## [Quoted text]
—————

Patrick Doyle. Civilising Rural Ireland: The Co-operative Movement, Development and the Nation-State, 1889-1939. Manchester: Manchester University Press, 2019. 248 pp. $120.00 (cloth), ISBN 978-1-5261-2456-2.
Reviewed by Aidan Beatty (University of Pittsburgh)
Published on H-Socialisms (August, 2019)
Commissioned by Gary Roth (Rutgers University - Newark)
The Cooperative Movement in Rural Ireland
In the late nineteenth and early twentieth centuries, a range of important organizations were founded in Ireland devoted to the project of “renewal,” from the Gaelic Athletic Association (established in 1884 and dedicated to the codification and promotion of homegrown sports) to the Gaelic League (founded in 1893, aimed at the revival of the Irish language). The “Celtic Revival” of William Butler Yeats and Augusta Gregory resulted in an unparalleled Anglo-Irish literary scene at the Abbey Theatre in Dublin (1904). Sinn Féin (We Ourselves), founded in 1905, was essentially an attempt to turn this revivalist cultural politics into a formal political movement. And alongside these, the Irish Agricultural Organization Society (IAOS) sought, as its name suggests, to organize, rationalize, and revitalize the agricultural and economic life of rural Ireland through cooperative farming. Yet the IAOS has received far less scholarly attention than other contemporary groups, despite having a deeper reach into the everyday lives of Irish people than early Sinn Féin and a greater geographic spread across the entire island than Yeats’ Theatre. Patrick Doyle’s well-researched book addresses this major gap in modern Irish historiography.
With one eye on contemporary developments on the eastern side of the Irish Sea, Doyle compares the IAOS with its counterparts in Britain; though seemingly similar, British co-op groups aimed to defend the interests of consumers—and thus sought lower prices—while the Irish co-op movement laid its emphasis on production (and thus sought the highest prices for members’ goods). This tension—with its obvious nationalist undercurrents—recurs throughout Doyle’s text. While Doyle’s book covers the entire geographic spread of the IAOS, he focuses in particular on Kerry, where dairy farming was strong and emigration, political violence, and land-ownership reform were major issues in local politics. And though the main thrust of the narrative is the internal history of the IAOS, Doyle remains alert to the broader contexts in which the IAOS existed.
The IAOS was founded in April 1894 under the leadership of the agrarian reformer and aristocratic Protestant Horace Plunkett. Thomas Finlay, a Jesuit priest and professor of economics at what would become University College Dublin, held the vice presidency. Plunkett saw the IAOS as a way to stem post-Famine tides of emigration as well as “instilling characteristics of dignity and self-reliance in the rural population” (p. 2). Plunkett’s desire to remake Ireland always had a harsh core to it, a sense that the rural Irish needed to be reformed by an altruistic modernizer. Yet there was also an excitement about what Ireland could be; Plunkett’s programmatic manifesto, Ireland in the New Century (1904-5), was a work filled with hope even as it stoked controversy by claiming that Catholic clergy retarded the economic development of the country. Plunkett said that to halt emigration, a society must be built with “character,” “dignity,” and “an outlook of its own,” traits that the Irish were presumably lacking (p. 14). That Ireland apparently needed revival in these areas is a point only tacitly alluded to by Doyle, though he does direct explicit attention to Plunkett’s own understanding of himself: “Ever the patrician,” Plunkett felt the landlord class had a key leadership role to play in “the regeneration of Irish soil and society” (p. 43). And landlords “dominated the IAOS leadership” in its early years (p. 44). With a certain Burkean tone, Plunkett believed that the end of landlordism in Ireland, rather than ending the gentry as a class, would now allow them to take their rightful position as the natural landed rulers of the country.

—————

## [Stored data]
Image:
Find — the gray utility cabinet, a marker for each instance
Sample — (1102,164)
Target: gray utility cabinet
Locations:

—————

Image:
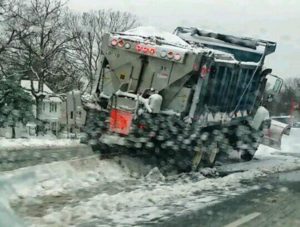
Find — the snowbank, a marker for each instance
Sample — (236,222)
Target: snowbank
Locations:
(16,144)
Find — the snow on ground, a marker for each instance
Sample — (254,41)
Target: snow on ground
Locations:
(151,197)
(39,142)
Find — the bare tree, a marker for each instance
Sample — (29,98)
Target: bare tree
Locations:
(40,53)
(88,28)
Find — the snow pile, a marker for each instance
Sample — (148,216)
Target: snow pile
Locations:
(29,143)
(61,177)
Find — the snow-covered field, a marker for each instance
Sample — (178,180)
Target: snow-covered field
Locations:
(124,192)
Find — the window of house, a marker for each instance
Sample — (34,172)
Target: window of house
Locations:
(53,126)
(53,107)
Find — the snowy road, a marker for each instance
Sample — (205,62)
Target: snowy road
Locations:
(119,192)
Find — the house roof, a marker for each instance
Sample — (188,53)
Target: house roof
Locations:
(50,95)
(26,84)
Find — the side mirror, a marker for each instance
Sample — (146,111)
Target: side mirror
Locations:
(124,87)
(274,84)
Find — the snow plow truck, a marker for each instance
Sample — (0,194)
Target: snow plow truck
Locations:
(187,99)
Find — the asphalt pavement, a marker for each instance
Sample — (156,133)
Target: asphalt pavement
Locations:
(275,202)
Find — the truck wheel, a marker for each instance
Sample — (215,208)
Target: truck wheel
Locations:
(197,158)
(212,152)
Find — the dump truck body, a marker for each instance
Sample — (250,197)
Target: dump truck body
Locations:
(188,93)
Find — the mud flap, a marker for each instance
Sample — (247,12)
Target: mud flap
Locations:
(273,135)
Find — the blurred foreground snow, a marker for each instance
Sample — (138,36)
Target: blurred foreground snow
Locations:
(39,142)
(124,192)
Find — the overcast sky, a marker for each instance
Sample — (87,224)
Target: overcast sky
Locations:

—————

## [Requirements]
1. Please rewrite the paragraph of the book review that begins "With one eye on contemporary developments" in a shorter form, keeping its main facts.
2. Carry on the book review on the co-operative movement in rural Ireland from the point where it ends.
The lines play no part here.

## [Exercise responses]
1. Doyle compares the IAOS with British co-op groups. The British groups defended consumers and sought lower prices, while the Irish movement stressed production and sought the highest prices for members' goods. This tension, with its nationalist undercurrents, runs through the book. Doyle covers the whole geographic spread of the IAOS but focuses on Kerry, where dairy farming was strong and emigration, political violence, and land-ownership reform dominated local politics. Though the book mainly tells the internal history of the IAOS, it stays alert to the wider contexts around it.

2.
Initially, the IAOS found favor in government circles and in its early years had a close relationship with the also newly formed Department of Agriculture and Technical Instruction (DATI); Plunkett was the nominal head of the latter, both entities had shared goals of mass rural pedagogy, and “some of the most effective authors of a national political economy in Ireland” emerged from this shared sphere of IAOS-DATI (p. 8). But there was also tension: many IAOS members felt that their organization’s self-help ethos was contradicted by getting in bed with a government agency. George Russell—more famous as the writer and mystic Æ—edited the IAOS’s in-house journal Irish Homestead, to which he recruited a young James Joyce as a short-lived contributor. Russell’s politics dipped into Kropotkin-style anarchism, and he was especially suspicious of the British state. (The Homestead also gave valuable space to nascent Irish feminism and commented on how the IAOS, by taking such a strong role in promoting modern technology for butter production, was depriving women of the income they had previously earned from home production).
In any case, when a new head of the DATI was appointed in 1907, relations soured. The new vice president, Thomas Wallace Russell, was an avowed unionist and suspicious of the cultural nationalism that increasingly defined the IAOS. Russell was also acceding to the wishes of the wealthier rural classes, who hoped to choke the IAOS by the denial of government funds. By boosting the economic well-being of some of the poorer sections of the countryside, the IAOS had put itself at odds with the bourgeoisie of rural Ireland; this tension is another recurrent theme in Doyle’s analysis.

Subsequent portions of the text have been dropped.